**INSTRUCTIONS:**
a: Answer these questions from the article on post-perovskite, one answer per line, marked as the questions are:
(i) Which chemical formula is given for magnesium silicate?
(ii) Which layer does the post-perovskite phase have implications for?
(iii) What is the space group of post-perovskite?
b: Put every line of the listing into a Markdown table with the columns Row and Line. Number the rows in order and leave out blank lines.

**EXCERPT:**
* * * * * * *
= Post-perovskite =

High-pressure phase of magnesium silicate

Post-perovskite (pPv) is a high-pressure phase of magnesium silicate (MgSiO_{3}). It is composed of the prime oxide constituents of the Earth's rocky mantle (MgO and SiO_{2}), and its pressure and temperature for stability imply that it is likely to occur in portions of the lowermost few hundred km of Earth's mantle.

The post-perovskite phase has implications for the D′′ layer, which influences the convective mixing in the mantle responsible for plate tectonics.

Post-perovskite has the same crystal structure as the synthetic solid compound CaIrO_{3} (calcium iridate(IV)), and is often referred to as the "CaIrO_{3}-type phase of MgSiO_{3}" in the literature. The crystal system of post-perovskite is orthorhombic, its space group is Cmcm, and its structure is a stacked SiO_{6}-octahedral sheet along the b axis. The name "post-perovskite" derives from silicate perovskite, the stable phase of MgSiO_{3} throughout most of Earth's mantle, which has the perovskite structure. The prefix "post-" refers to the fact that it occurs after perovskite structured MgSiO_{3} as pressure increases (and historically, the progression of high pressure mineral physics). At upper mantle pressures, nearest Earth's surface, MgSiO_{3} persists as the silicate mineral enstatite, a pyroxene rock forming mineral found in igneous and metamorphic rocks of the crust.
* * * * * * *
**SUPPLIED DATA:**

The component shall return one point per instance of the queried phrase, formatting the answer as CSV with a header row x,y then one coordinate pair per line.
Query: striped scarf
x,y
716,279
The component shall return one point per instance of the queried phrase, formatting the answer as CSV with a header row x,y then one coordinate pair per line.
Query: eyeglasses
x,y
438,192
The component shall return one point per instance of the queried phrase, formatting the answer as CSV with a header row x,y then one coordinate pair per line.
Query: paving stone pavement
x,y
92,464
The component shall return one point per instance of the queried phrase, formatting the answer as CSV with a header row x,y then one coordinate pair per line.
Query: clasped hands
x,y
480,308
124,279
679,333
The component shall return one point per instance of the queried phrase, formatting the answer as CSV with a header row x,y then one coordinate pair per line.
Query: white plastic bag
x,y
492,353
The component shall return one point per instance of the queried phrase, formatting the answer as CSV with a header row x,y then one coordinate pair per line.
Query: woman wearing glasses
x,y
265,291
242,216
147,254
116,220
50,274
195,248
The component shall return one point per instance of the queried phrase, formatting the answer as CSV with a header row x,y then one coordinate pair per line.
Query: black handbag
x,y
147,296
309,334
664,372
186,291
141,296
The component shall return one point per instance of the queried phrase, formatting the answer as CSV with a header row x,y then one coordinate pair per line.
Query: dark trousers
* * * * * * *
**SOLUTIONS PER TASK:**
a:
(i) MgSiO_{3}
(ii) The D′′ layer
(iii) Cmcm

b:
| Row | Line |
|---|---|
| 1 | The component shall return one point per instance of the queried phrase, formatting the answer as CSV with a header row x,y then one coordinate pair per line. |
| 2 | Query: striped scarf |
| 3 | x,y |
| 4 | 716,279 |
| 5 | The component shall return one point per instance of the queried phrase, formatting the answer as CSV with a header row x,y then one coordinate pair per line. |
| 6 | Query: eyeglasses |
| 7 | x,y |
| 8 | 438,192 |
| 9 | The component shall return one point per instance of the queried phrase, formatting the answer as CSV with a header row x,y then one coordinate pair per line. |
| 10 | Query: paving stone pavement |
| 11 | x,y |
| 12 | 92,464 |
| 13 | The component shall return one point per instance of the queried phrase, formatting the answer as CSV with a header row x,y then one coordinate pair per line. |
| 14 | Query: clasped hands |
| 15 | x,y |
| 16 | 480,308 |
| 17 | 124,279 |
| 18 | 679,333 |
| 19 | The component shall return one point per instance of the queried phrase, formatting the answer as CSV with a header row x,y then one coordinate pair per line. |
| 20 | Query: white plastic bag |
| 21 | x,y |
| 22 | 492,353 |
| 23 | The component shall return one point per instance of the queried phrase, formatting the answer as CSV with a header row x,y then one coordinate pair per line. |
| 24 | Query: woman wearing glasses |
| 25 | x,y |
| 26 | 265,291 |
| 27 | 242,216 |
| 28 | 147,254 |
| 29 | 116,220 |
| 30 | 50,274 |
| 31 | 195,248 |
| 32 | The component shall return one point per instance of the queried phrase, formatting the answer as CSV with a header row x,y then one coordinate pair per line. |
| 33 | Query: black handbag |
| 34 | x,y |
| 35 | 147,296 |
| 36 | 309,334 |
| 37 | 664,372 |
| 38 | 186,291 |
| 39 | 141,296 |
| 40 | The component shall return one point per instance of the queried phrase, formatting the answer as CSV with a header row x,y then one coordinate pair per line. |
| 41 | Query: dark trousers |